===== Available records =====
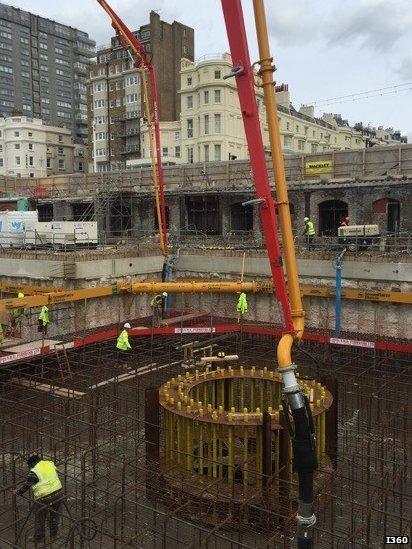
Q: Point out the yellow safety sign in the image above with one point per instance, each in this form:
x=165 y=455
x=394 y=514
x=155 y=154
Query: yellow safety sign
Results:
x=324 y=166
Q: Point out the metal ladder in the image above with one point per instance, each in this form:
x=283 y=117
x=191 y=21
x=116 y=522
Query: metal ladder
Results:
x=62 y=360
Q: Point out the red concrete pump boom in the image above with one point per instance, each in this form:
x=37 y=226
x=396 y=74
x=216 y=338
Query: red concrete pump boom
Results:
x=129 y=40
x=243 y=73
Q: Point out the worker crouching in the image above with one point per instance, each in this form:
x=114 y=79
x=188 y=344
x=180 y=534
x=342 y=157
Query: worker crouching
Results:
x=47 y=493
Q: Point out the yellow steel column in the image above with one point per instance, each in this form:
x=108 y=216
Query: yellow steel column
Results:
x=230 y=454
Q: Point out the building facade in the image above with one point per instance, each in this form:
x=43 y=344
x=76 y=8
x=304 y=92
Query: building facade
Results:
x=211 y=126
x=43 y=70
x=115 y=98
x=29 y=148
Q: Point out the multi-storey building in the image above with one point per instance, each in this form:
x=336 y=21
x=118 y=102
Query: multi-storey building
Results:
x=43 y=70
x=29 y=148
x=115 y=96
x=210 y=126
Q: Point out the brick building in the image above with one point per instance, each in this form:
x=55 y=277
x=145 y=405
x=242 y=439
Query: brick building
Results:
=====
# [Job]
Reproduce every row above word for word, omitting the pictures.

# [Full output]
Q: Point out the yellow safety sign in the image above with one point per instance, each in this form:
x=165 y=455
x=394 y=514
x=155 y=154
Query: yellow safety sign
Results:
x=324 y=166
Q: Point out the metal ladder in the image above with one point per instance, each in this form:
x=283 y=117
x=191 y=21
x=116 y=522
Query: metal ladder
Results:
x=62 y=360
Q: Point out the red concrete pump boom in the image above with one point per instance, each in this form:
x=37 y=226
x=396 y=74
x=216 y=338
Query: red concrete pump boom
Results:
x=129 y=40
x=243 y=73
Q: Point out the worker crouching in the image above with one point per instance, each in this form:
x=114 y=79
x=188 y=344
x=180 y=534
x=342 y=157
Query: worker crouching
Results:
x=47 y=493
Q: Point out the yellow steel column in the image above with one point per instance, each in this form:
x=108 y=216
Query: yellow steel column
Results:
x=230 y=454
Q: Point out the building facade in the image above with one point per instance, each in this form:
x=43 y=344
x=76 y=8
x=304 y=92
Query: building facade
Results:
x=211 y=126
x=43 y=70
x=115 y=98
x=29 y=148
Q: Point out the multi-storey building in the image above with one point per instance, each in this form:
x=336 y=21
x=118 y=102
Query: multi-storey building
Results:
x=43 y=70
x=29 y=148
x=115 y=96
x=210 y=126
Q: Point out the brick building in the image above with one point per instance, each in this form:
x=55 y=277
x=145 y=405
x=242 y=439
Query: brick building
Results:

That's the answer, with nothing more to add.